[DIRECTIONS] Return the listing below unchanged, except that the pictures are dropped.

[SUPPLIED MATERIAL]
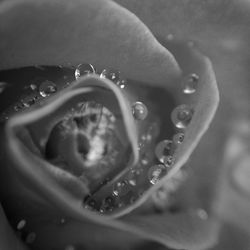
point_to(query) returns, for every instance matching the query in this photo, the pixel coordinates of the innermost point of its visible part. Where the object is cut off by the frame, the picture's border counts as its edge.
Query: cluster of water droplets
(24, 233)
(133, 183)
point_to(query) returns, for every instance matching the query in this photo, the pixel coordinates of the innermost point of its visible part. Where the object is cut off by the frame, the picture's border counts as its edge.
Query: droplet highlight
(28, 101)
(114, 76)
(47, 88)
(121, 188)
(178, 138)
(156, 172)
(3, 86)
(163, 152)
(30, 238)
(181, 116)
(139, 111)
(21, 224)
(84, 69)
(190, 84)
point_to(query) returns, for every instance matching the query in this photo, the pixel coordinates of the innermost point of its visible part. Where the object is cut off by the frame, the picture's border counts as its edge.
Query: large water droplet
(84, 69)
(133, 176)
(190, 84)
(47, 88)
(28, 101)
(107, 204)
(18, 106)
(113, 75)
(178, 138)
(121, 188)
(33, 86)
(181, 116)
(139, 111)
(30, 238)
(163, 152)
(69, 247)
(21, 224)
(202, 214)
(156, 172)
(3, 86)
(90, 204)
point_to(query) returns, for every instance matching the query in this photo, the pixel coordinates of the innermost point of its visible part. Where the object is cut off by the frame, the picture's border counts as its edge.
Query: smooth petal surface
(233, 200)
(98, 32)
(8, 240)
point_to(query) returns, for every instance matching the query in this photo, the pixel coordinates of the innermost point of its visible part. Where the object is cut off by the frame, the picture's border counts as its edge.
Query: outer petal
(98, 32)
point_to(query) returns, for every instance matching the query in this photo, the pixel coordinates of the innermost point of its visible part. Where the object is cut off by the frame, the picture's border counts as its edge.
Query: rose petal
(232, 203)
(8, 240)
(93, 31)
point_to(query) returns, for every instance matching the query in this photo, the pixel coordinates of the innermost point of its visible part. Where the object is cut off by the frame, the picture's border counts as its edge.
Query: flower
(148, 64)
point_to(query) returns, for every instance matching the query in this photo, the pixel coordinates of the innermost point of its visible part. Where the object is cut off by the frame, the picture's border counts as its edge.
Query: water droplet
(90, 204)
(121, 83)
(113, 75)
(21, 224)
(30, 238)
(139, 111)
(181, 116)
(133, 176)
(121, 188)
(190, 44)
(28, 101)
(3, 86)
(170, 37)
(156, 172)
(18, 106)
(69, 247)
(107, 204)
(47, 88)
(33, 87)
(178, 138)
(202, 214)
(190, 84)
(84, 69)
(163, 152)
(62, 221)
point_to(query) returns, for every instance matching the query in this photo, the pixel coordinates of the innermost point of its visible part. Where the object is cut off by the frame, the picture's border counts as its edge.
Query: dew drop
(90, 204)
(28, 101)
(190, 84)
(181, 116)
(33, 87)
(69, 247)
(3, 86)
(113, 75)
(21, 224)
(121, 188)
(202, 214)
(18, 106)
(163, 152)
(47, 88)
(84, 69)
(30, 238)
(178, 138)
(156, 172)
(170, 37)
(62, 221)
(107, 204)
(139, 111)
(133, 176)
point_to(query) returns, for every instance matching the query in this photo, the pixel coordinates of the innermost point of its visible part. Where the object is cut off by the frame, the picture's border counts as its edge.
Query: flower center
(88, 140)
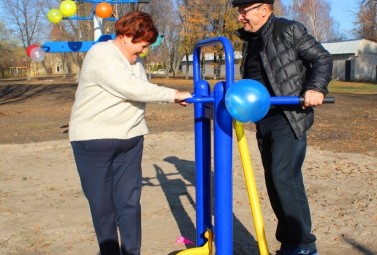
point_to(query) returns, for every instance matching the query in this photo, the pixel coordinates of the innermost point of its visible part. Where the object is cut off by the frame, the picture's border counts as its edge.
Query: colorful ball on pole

[YOUR RESPONSE]
point_to(query) returns, for every instance matching the query in this photo, the pixel coordinates of the innermost point of its visible part. Where the object is cut off by the frame, the picture's border counts as its edge.
Query: cluster of water droplets
(24, 233)
(133, 183)
point_to(query) returns, for every instance matching the query in this photo, the pixel coordinates of the innermost point of its visible part. Where the object is cut off by the frame, the picture's border counts as its edge.
Query: droplet highlight
(28, 101)
(114, 76)
(47, 88)
(121, 188)
(178, 138)
(156, 172)
(3, 86)
(163, 152)
(30, 238)
(181, 116)
(139, 111)
(21, 224)
(84, 69)
(190, 84)
point_to(query) returns, for every instance matching the query in this photo, the pixel coordinates of the innermost point of its visible part. Where the object is cut off by the frame, the picture's border counts as its edge.
Query: large water droplet
(84, 69)
(133, 176)
(190, 84)
(47, 88)
(28, 101)
(107, 204)
(18, 106)
(113, 75)
(178, 138)
(121, 188)
(33, 86)
(181, 116)
(139, 111)
(30, 238)
(163, 152)
(69, 247)
(21, 224)
(202, 214)
(156, 172)
(3, 86)
(90, 204)
point_to(query) returns, for every instance matching the query in this photo, the pixel coordinates of the innermost point of its visible part. Where the object is cut off by the frame, the picture's border counts as its edge.
Query: smooth petal surface
(233, 200)
(98, 32)
(8, 240)
point_to(query) returns, for every instance matching the query in this photo, the pixel coordinates of the innermost point of its visible part. Where the object is cut off by the frame, the picture's border counts as its edge.
Query: outer petal
(98, 32)
point_to(query) returns, for every instance matching the query in this photo, the pixel coordinates of the innermost point of its visible part. Where the object is cut off by the frame, the picture's border counts as its edge.
Query: rose petal
(232, 203)
(8, 240)
(93, 31)
point_to(query) returns, for every instance matching the query in this photo, the pixel coordinates of the innermost point of its visible part. Where the object is cut off by the frame, the picture's border counts as its edge.
Query: flower
(148, 64)
point_to(query) returns, for every instance matching the query in this photo, the pixel coordinates of the innermost point of its visible part. Where the object is cut off by the frame, the picture's border counts as its edge.
Query: water droplet
(90, 204)
(121, 83)
(113, 75)
(21, 224)
(30, 238)
(139, 111)
(181, 116)
(133, 176)
(121, 188)
(190, 44)
(28, 101)
(3, 86)
(170, 37)
(156, 172)
(18, 106)
(69, 247)
(107, 204)
(47, 88)
(33, 87)
(178, 138)
(202, 214)
(190, 84)
(84, 69)
(163, 152)
(62, 221)
point_to(query) returns, for every instance matching the query in this photo, the pixel coordinates of the innermost point of its visible part. Where the object is cut off by the frame, the picture's border counts as its edge.
Query: dew drop
(90, 204)
(28, 101)
(190, 84)
(181, 116)
(33, 87)
(69, 247)
(3, 86)
(113, 75)
(21, 224)
(121, 188)
(202, 214)
(18, 106)
(163, 152)
(47, 88)
(84, 69)
(30, 238)
(178, 138)
(156, 172)
(170, 37)
(62, 221)
(107, 204)
(139, 111)
(133, 176)
point_to(query) returns, for every instance matching the query in this photo, the pixel coordinates of the innermost point of its visible part. Where the object is cut off by the frame, the picture's border counts as its edge.
Query: flower center
(88, 140)
point_to(query) returns, for every instance matching the query in this photo, the pixel coordinates of the innermost point of its visible part. Where the object is cut off by the frame, the picture's border counts as its edge.
Query: colorful ball on pole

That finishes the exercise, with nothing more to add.